# About this task
Beginning with the line containing "Can you see the toasted" and ending with the last line of the records, set down every line exactly.

(Data records)

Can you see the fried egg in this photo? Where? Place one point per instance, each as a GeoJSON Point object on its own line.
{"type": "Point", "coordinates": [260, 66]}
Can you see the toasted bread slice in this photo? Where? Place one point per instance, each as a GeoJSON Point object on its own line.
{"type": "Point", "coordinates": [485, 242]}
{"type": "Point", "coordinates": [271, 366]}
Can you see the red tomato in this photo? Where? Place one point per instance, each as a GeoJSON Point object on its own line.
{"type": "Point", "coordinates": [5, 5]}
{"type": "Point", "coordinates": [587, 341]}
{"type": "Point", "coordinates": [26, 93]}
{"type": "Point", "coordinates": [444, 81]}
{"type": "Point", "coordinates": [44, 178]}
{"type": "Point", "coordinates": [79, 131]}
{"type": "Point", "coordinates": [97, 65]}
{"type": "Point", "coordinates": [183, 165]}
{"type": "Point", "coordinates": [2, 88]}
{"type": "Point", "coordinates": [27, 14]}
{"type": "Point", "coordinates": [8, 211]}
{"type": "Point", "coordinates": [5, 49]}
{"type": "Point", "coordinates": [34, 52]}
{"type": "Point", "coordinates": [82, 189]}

# Task solution
Can you see the toasted bread slice in this photo? Where? Place one point per instance, each as a GeoJSON Point object on its own line.
{"type": "Point", "coordinates": [485, 242]}
{"type": "Point", "coordinates": [271, 366]}
Can you see the red tomato in this photo? Where? Place one point per instance, each as a GeoJSON Point object on its own line.
{"type": "Point", "coordinates": [5, 5]}
{"type": "Point", "coordinates": [587, 341]}
{"type": "Point", "coordinates": [26, 93]}
{"type": "Point", "coordinates": [444, 81]}
{"type": "Point", "coordinates": [44, 178]}
{"type": "Point", "coordinates": [79, 131]}
{"type": "Point", "coordinates": [97, 65]}
{"type": "Point", "coordinates": [183, 165]}
{"type": "Point", "coordinates": [2, 88]}
{"type": "Point", "coordinates": [27, 14]}
{"type": "Point", "coordinates": [8, 211]}
{"type": "Point", "coordinates": [5, 49]}
{"type": "Point", "coordinates": [34, 52]}
{"type": "Point", "coordinates": [82, 189]}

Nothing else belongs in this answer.